### TASK DESCRIPTION
Every entry must be given again exactly as it is written.

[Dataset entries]

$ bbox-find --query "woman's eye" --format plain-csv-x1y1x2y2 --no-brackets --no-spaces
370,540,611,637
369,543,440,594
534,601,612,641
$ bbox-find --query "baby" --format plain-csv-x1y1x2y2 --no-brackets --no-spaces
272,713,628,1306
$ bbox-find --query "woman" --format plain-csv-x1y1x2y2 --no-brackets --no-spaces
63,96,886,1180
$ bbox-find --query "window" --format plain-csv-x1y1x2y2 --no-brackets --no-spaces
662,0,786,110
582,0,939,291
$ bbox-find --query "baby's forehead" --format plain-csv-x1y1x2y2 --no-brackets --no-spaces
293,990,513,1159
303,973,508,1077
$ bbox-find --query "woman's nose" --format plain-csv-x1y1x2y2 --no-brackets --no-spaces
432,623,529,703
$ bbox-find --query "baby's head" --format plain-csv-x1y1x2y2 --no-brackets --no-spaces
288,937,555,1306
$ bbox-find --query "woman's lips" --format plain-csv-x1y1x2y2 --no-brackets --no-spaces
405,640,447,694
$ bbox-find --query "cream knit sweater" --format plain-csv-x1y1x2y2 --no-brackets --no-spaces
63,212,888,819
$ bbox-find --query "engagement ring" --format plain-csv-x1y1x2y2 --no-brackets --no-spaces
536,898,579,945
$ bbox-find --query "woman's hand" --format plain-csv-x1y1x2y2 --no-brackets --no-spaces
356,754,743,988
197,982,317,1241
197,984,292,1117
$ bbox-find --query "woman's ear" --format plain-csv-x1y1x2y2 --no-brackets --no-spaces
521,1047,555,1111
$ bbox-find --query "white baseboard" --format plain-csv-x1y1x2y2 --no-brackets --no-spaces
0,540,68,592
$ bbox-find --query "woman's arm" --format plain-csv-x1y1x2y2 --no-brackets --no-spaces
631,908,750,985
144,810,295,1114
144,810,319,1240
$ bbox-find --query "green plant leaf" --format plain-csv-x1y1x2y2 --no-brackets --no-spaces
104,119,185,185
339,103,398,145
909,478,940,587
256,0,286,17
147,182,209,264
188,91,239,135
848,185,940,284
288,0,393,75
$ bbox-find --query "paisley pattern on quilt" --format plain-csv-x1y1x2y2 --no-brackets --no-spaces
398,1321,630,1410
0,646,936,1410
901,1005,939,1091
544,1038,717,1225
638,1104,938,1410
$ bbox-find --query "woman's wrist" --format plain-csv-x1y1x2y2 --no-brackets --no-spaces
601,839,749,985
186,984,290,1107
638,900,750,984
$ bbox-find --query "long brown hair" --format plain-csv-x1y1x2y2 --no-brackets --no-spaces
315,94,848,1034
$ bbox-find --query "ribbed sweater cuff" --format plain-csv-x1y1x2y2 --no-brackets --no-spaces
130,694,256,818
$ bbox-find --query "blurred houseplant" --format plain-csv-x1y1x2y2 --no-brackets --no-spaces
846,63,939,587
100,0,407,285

### WORKED SOLUTION
$ bbox-find --query "woman's eye" --format plain-csv-x1y1x2y2 --no-brackets --no-spaces
370,540,611,637
369,543,440,594
534,601,612,641
$ bbox-find --query "baby" --format plain-csv-x1y1x2y2 --no-brackets --no-spaces
272,713,628,1306
$ bbox-find --query "woman" --format plain-csv-x1y1x2y2 --no-brackets --no-spaces
63,96,886,1180
$ bbox-find --query "window" --format plain-csv-x1y1x2y2 --no-brackets --no-spaces
662,0,786,110
582,0,939,291
$ bbox-find --query "baby's forehead" --format plain-csv-x1y1x2y2 --no-brackets --no-spaces
293,990,513,1159
303,973,508,1077
$ bbox-find --query "woman's nose" --format plain-csv-x1y1x2y2 --no-brackets --no-spaces
432,623,529,703
$ bbox-find --query "baby's head" --format plain-csv-x1y1x2y2 --no-brackets --no-spaces
288,937,555,1306
$ bbox-find --query "woman's lips" --format plain-csv-x1y1x2y2 --no-brackets --no-spaces
405,640,447,694
$ bbox-find --query "cream knit sweater" --format plain-csv-x1y1x2y2 --no-brackets --no-spaces
63,212,888,819
$ bbox-find --query "engagement ring" --format plain-csv-x1y1x2y2 --no-brackets --no-spaces
536,898,579,945
$ bbox-find --query "woman's hand" --format plain-csv-x1y1x2y2 --no-brackets --no-spaces
356,754,743,988
197,982,317,1241
197,984,292,1117
$ bbox-find --query "woman's ear" --format plain-csv-x1y1x2y2 --no-brackets --no-spaces
521,1047,555,1111
$ bbox-find --query "white baseboard" --format plain-csv-x1y1x2y2 --no-brackets --no-spaces
0,540,68,592
$ bbox-find --query "woman's arm" --format plain-csv-x1y1x2y2 --no-brackets --no-spaces
631,908,750,985
144,810,295,1114
144,810,319,1240
$ bbox-find --query "green plant leaf" --format plain-csv-x1y1x2y2 --no-brackets --no-spaces
104,119,185,185
339,103,398,145
909,478,940,587
256,0,286,17
147,182,209,264
188,91,239,135
848,185,940,284
288,0,393,75
$ bbox-find --query "paisley pattern on quilt" --format plain-csv-x1y1x2y2 --no-brackets --no-spaces
398,1321,630,1410
0,646,936,1410
901,1005,939,1091
544,1038,717,1225
638,1104,938,1410
$ bbox-find --query "woman's wrist" --format plain-csv-x1y1x2y2 --no-brackets --no-spaces
601,839,749,985
186,984,290,1107
638,900,750,984
$ bbox-find --query "long brown hair" --format plain-csv-x1y1x2y2 --no-brackets --no-spaces
315,94,848,1034
$ bbox-find --query "ribbed sweater cuff" --format plain-csv-x1y1x2y2 --no-brackets --no-spaces
130,694,256,818
$ bbox-find --query "blurred houseplant" --format plain-csv-x1y1x2y2 --no-brackets --no-spaces
846,63,939,587
100,0,407,285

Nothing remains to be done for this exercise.